§ Excerpted passage
********************

The price of gold has skyrocketed as the COVID-19 outbreak has hit investors' confidence.
The price of gold has reached 2013 peaks as traders bet on safety. (Credit: JOEL SAGET / AFP)
Global stock markets have taken a hit, as people move their money from stocks that are considered risky to "safehavens" like gold and U.S. government bonds.
Major stock markets across Europe and Asia opened with falls on Monday morning, as traders reacted to hikes in infection numbers in the Republic of Korea and Italy.
But gold was the major "winner" as its price rose to the highest point in seven years. It's reached $1,600 an ounce for the first time since 2013.
The U.S. Treasury 10-year bond has also proved popular with those who wish to keep their property profitable.
However oil prices have fallen, as it is seen as a more precarious commodity. A drop in demand from China has also affected both crude prices, and the fortunes of energy companies which trade in Asia. China is the world's largest market for the import and consumption of oil.
"With the volatility we're seeing in the coronavirus event, that's creating angst in the market on the back of growth and demand expectations and we've seen oil prices weaken," said David Lennox at Fat Prophets. "The converse of that is the same event is carrying investors toward a safe haven play and that's gold."
Why gold?
Gold, put simply, is always in demand. It ranks as one of the most popular metals for jewellery, especially wedding rings.
It's often seen as the world's first form of money, and that's still reflected today in coins and currency around the world. Familiarity and recognition is a big part of why gold is seen as a safe investment.
It has been linked to the worth of global currencies since the Gold Standard began, and as a base of currencies gold is less volatile.
This all makes it a safe bet for market traders who want to avoid losses on commodites which react more to day to day activities, or sharp changes to demand.

********************

§ Data extract
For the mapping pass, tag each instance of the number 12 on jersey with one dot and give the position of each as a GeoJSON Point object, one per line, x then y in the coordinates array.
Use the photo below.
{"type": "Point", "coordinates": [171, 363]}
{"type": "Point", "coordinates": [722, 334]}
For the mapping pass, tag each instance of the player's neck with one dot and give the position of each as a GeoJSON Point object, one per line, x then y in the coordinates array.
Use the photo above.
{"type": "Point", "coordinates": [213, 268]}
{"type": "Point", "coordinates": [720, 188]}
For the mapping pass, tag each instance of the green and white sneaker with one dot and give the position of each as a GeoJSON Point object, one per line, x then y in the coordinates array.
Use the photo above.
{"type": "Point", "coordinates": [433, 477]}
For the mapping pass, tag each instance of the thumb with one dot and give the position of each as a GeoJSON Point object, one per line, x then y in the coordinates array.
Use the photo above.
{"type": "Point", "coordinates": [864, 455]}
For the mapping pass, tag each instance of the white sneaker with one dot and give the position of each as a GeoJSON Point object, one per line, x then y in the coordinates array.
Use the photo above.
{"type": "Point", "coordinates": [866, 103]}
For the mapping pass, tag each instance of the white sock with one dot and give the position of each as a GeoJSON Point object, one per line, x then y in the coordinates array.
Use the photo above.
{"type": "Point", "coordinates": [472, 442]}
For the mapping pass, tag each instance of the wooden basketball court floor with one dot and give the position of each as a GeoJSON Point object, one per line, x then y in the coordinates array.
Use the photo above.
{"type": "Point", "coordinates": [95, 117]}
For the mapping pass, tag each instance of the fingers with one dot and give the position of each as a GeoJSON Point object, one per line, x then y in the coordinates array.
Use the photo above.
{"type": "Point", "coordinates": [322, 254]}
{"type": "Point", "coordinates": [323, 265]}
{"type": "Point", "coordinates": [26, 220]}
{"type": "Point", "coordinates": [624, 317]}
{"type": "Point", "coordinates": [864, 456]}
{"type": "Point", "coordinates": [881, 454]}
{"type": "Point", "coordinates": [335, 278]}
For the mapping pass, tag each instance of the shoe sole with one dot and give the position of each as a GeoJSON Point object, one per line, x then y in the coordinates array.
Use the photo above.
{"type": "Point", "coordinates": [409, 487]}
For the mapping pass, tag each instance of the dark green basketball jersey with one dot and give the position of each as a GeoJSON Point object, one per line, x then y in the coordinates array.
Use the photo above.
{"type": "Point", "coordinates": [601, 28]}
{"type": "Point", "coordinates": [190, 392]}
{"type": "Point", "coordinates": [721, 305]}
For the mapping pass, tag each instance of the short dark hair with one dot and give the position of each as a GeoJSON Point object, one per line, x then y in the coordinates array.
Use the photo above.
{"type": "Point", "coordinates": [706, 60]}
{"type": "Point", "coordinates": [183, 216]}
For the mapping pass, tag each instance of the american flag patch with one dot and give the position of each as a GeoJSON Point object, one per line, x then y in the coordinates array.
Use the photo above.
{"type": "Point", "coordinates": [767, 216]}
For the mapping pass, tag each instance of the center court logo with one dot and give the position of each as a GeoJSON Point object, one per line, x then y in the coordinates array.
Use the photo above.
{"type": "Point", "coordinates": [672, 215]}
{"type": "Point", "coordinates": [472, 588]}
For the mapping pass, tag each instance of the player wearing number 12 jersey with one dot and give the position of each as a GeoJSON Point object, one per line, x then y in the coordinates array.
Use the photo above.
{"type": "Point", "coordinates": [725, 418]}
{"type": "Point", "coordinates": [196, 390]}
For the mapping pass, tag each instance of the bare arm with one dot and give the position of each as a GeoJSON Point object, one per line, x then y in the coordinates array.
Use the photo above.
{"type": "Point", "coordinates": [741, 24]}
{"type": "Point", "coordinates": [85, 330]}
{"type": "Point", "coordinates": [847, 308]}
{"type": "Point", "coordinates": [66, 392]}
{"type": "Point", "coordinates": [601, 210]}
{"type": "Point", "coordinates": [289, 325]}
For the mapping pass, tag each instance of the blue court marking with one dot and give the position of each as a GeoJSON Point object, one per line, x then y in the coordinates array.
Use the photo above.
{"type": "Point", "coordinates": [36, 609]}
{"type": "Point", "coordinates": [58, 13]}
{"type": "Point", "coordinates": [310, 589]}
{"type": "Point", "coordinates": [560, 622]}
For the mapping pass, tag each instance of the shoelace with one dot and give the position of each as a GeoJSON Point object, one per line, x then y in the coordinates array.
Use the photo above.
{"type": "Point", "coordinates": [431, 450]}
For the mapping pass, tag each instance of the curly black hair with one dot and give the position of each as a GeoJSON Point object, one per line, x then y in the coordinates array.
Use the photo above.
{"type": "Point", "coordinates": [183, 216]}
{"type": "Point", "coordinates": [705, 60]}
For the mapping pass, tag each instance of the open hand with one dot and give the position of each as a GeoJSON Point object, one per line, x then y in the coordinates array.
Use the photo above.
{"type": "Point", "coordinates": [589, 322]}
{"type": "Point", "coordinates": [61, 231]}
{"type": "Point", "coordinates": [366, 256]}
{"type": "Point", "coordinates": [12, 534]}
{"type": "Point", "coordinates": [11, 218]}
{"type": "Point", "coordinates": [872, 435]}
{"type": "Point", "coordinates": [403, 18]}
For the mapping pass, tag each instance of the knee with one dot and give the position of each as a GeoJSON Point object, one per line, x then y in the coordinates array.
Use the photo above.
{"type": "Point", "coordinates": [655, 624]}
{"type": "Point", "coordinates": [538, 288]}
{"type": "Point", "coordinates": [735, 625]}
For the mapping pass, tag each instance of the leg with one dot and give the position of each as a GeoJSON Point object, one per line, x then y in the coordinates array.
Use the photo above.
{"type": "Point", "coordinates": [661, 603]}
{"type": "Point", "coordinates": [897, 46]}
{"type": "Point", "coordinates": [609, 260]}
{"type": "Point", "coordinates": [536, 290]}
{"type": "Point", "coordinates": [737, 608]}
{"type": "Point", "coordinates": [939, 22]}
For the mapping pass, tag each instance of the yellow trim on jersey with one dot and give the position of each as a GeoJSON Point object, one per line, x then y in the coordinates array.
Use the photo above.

********************

Please reproduce the passage of the gold-price article starting at "Global stock markets" and ending at "consumption of oil.".

§ Result of this exercise
Global stock markets have taken a hit, as people move their money from stocks that are considered risky to "safehavens" like gold and U.S. government bonds.
Major stock markets across Europe and Asia opened with falls on Monday morning, as traders reacted to hikes in infection numbers in the Republic of Korea and Italy.
But gold was the major "winner" as its price rose to the highest point in seven years. It's reached $1,600 an ounce for the first time since 2013.
The U.S. Treasury 10-year bond has also proved popular with those who wish to keep their property profitable.
However oil prices have fallen, as it is seen as a more precarious commodity. A drop in demand from China has also affected both crude prices, and the fortunes of energy companies which trade in Asia. China is the world's largest market for the import and consumption of oil.